(Requirements) Reproduce the whole listing, character for character.

--- start of Information supplied ---

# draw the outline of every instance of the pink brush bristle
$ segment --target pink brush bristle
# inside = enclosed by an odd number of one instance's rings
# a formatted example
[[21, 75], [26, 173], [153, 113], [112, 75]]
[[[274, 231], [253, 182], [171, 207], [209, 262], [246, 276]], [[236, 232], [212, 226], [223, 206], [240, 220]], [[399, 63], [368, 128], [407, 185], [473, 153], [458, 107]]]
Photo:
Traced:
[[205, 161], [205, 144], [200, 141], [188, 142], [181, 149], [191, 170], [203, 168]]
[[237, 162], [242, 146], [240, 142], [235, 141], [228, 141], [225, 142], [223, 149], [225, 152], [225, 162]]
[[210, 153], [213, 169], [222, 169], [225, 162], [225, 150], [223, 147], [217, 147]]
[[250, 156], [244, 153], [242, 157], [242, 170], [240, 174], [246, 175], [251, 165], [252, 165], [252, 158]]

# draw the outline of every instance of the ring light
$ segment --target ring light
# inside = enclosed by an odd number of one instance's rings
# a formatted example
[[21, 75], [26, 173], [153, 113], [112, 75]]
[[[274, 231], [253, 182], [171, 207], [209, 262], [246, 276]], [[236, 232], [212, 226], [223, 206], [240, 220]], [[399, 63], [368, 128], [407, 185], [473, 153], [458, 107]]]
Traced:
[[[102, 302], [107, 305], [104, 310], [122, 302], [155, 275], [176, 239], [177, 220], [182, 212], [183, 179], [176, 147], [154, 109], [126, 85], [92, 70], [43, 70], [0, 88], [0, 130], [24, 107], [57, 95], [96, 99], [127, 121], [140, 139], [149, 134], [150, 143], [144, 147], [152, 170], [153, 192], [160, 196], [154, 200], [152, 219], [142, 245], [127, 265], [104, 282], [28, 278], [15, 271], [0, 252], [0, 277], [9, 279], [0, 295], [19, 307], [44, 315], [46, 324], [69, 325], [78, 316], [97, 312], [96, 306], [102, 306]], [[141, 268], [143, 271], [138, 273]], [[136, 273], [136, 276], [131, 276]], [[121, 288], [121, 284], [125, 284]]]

--- end of Information supplied ---

(Output for this exercise)
# draw the outline of every instance of the pink brush bristle
$ segment --target pink brush bristle
# inside = enclosed by an odd number of one instance's rings
# a formatted example
[[21, 75], [26, 173], [153, 113], [112, 75]]
[[[274, 231], [253, 182], [171, 207], [209, 262], [246, 276]], [[236, 232], [212, 226], [223, 206], [240, 220]], [[399, 63], [368, 128], [407, 185], [473, 153], [458, 107]]]
Photo:
Traced:
[[205, 161], [205, 144], [200, 141], [188, 142], [181, 149], [191, 170], [203, 168]]
[[237, 162], [242, 146], [240, 142], [235, 141], [228, 141], [225, 142], [223, 149], [225, 152], [225, 162]]
[[210, 153], [213, 169], [222, 169], [225, 162], [225, 150], [223, 147], [217, 147]]
[[250, 156], [244, 153], [242, 157], [242, 170], [240, 174], [246, 175], [251, 165], [252, 165], [252, 158]]

# draw the outline of every instance of the ring light
$ segment --target ring light
# inside = enclosed by an odd number of one instance's rings
# a formatted example
[[21, 75], [26, 173], [153, 113], [112, 75]]
[[[274, 231], [253, 182], [171, 207], [209, 262], [246, 276]], [[236, 232], [212, 226], [223, 206], [240, 220]], [[399, 63], [368, 128], [407, 185], [473, 153], [458, 107]]]
Traced:
[[[102, 302], [107, 305], [104, 310], [122, 302], [155, 275], [176, 239], [177, 220], [182, 212], [183, 179], [176, 147], [154, 109], [126, 85], [92, 70], [43, 70], [0, 88], [0, 130], [24, 107], [57, 95], [96, 99], [127, 121], [140, 139], [149, 134], [150, 143], [144, 147], [152, 170], [153, 192], [160, 196], [154, 200], [152, 219], [142, 245], [127, 265], [104, 282], [28, 278], [15, 271], [0, 252], [0, 277], [9, 279], [0, 295], [19, 307], [44, 315], [46, 324], [69, 325], [78, 316], [97, 312], [96, 306], [102, 306]], [[141, 268], [143, 271], [138, 273]], [[136, 273], [136, 276], [131, 276]], [[121, 288], [121, 284], [125, 284]]]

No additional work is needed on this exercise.